> **ASSIGNMENT**
Without the images, print every line of the material below exactly as given.
[RECORDS TO PROCESS — start]
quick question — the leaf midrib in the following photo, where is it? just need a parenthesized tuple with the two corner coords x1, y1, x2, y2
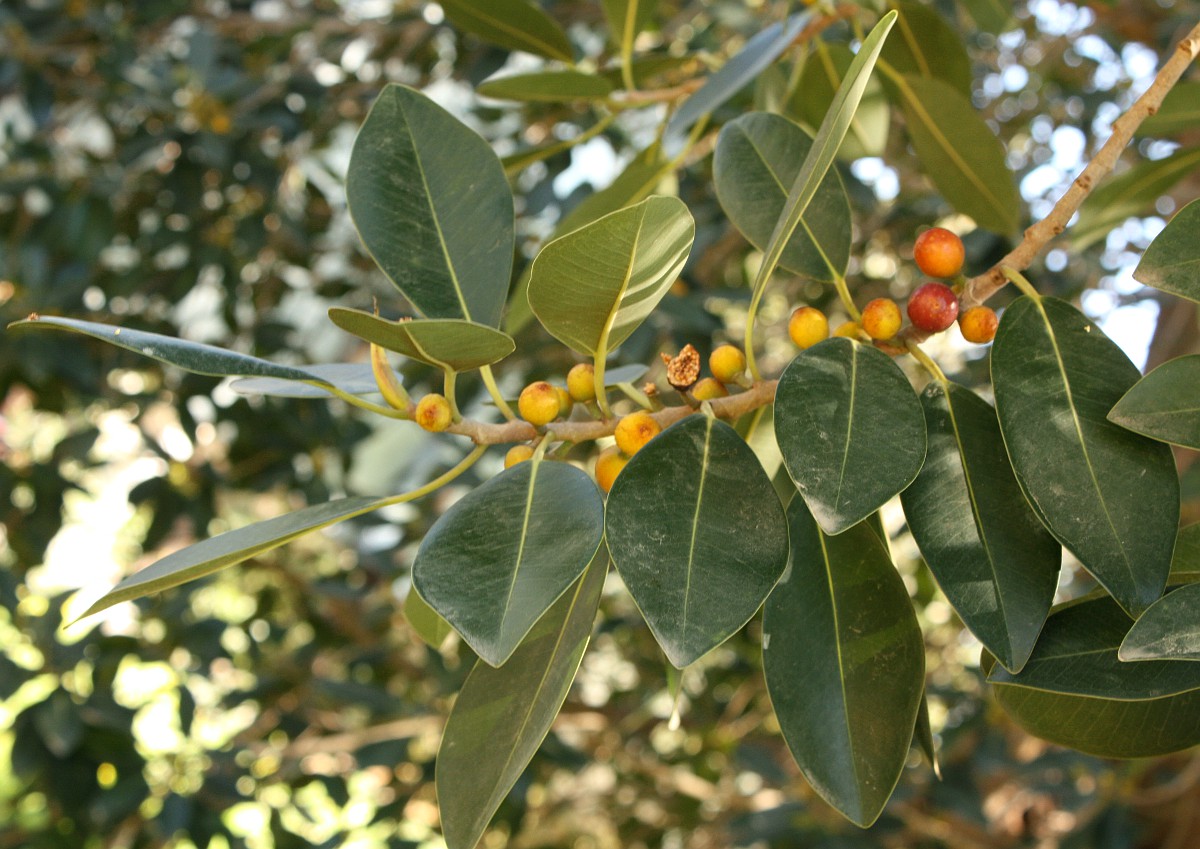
(498, 458, 544, 649)
(443, 0, 568, 61)
(833, 343, 859, 512)
(680, 418, 713, 651)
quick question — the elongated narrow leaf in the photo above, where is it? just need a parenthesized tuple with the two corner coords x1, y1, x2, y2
(605, 415, 789, 668)
(881, 2, 972, 95)
(1108, 355, 1200, 449)
(666, 12, 813, 143)
(527, 195, 694, 358)
(1134, 197, 1200, 303)
(764, 500, 924, 827)
(413, 458, 604, 667)
(1073, 147, 1200, 251)
(774, 337, 926, 535)
(439, 0, 573, 62)
(1119, 583, 1200, 661)
(437, 556, 605, 849)
(1138, 82, 1200, 137)
(404, 588, 455, 649)
(327, 309, 514, 372)
(894, 74, 1018, 233)
(478, 70, 613, 103)
(79, 496, 397, 619)
(992, 295, 1179, 616)
(714, 113, 851, 281)
(901, 382, 1060, 672)
(231, 363, 399, 399)
(347, 84, 513, 328)
(787, 44, 889, 160)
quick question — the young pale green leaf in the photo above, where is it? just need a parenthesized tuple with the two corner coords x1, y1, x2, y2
(527, 195, 694, 358)
(1120, 583, 1200, 662)
(774, 337, 927, 536)
(1073, 147, 1200, 251)
(956, 0, 1015, 33)
(1137, 82, 1200, 137)
(1108, 355, 1200, 449)
(477, 70, 613, 103)
(437, 556, 605, 849)
(787, 44, 889, 160)
(412, 457, 604, 667)
(1134, 197, 1200, 303)
(347, 84, 513, 328)
(880, 1, 972, 95)
(327, 309, 515, 373)
(713, 113, 851, 281)
(900, 382, 1060, 673)
(231, 363, 398, 399)
(666, 11, 813, 142)
(404, 588, 455, 650)
(893, 74, 1019, 234)
(992, 295, 1179, 617)
(763, 500, 924, 827)
(438, 0, 573, 62)
(605, 415, 790, 668)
[RECORDS TO PROCESS — finish]
> **ANSWER BELOW**
quick question — the leaf midrib in the following photo, where is it? just need a parenthesized tuple with the two corner coords x1, y1, x2, y2
(498, 458, 544, 649)
(443, 0, 568, 61)
(833, 343, 859, 512)
(680, 418, 713, 651)
quick question — the elongated narrow leaf in the photo above, where is it? just need a parenthesized tuple with the two corner coords x1, y1, x2, y2
(605, 415, 789, 668)
(881, 2, 972, 95)
(1108, 355, 1200, 449)
(666, 12, 813, 143)
(527, 195, 694, 358)
(1134, 197, 1200, 303)
(764, 500, 924, 827)
(413, 458, 604, 667)
(1073, 147, 1200, 251)
(774, 337, 926, 535)
(439, 0, 573, 62)
(1119, 583, 1200, 661)
(437, 556, 605, 849)
(1138, 82, 1200, 137)
(404, 588, 455, 649)
(327, 309, 514, 372)
(894, 74, 1018, 233)
(478, 70, 613, 103)
(79, 496, 397, 619)
(992, 295, 1179, 616)
(714, 113, 851, 281)
(901, 382, 1060, 672)
(231, 363, 399, 399)
(347, 84, 513, 328)
(787, 44, 889, 160)
quick question — the young pale green leaf in the photo above, where is it? just need a parenthesized tuple with the two corner coords x1, y1, x2, y2
(527, 195, 694, 358)
(1120, 583, 1200, 662)
(774, 337, 927, 536)
(1073, 147, 1200, 251)
(956, 0, 1015, 33)
(1137, 82, 1200, 137)
(1108, 355, 1200, 449)
(477, 70, 613, 103)
(437, 556, 605, 849)
(787, 44, 889, 160)
(412, 457, 604, 667)
(1134, 197, 1200, 303)
(347, 84, 513, 328)
(880, 1, 972, 95)
(327, 309, 515, 373)
(713, 113, 851, 281)
(900, 382, 1060, 673)
(231, 363, 398, 399)
(666, 11, 813, 142)
(404, 588, 455, 650)
(893, 74, 1019, 234)
(992, 295, 1179, 617)
(763, 500, 924, 827)
(438, 0, 573, 62)
(605, 415, 790, 668)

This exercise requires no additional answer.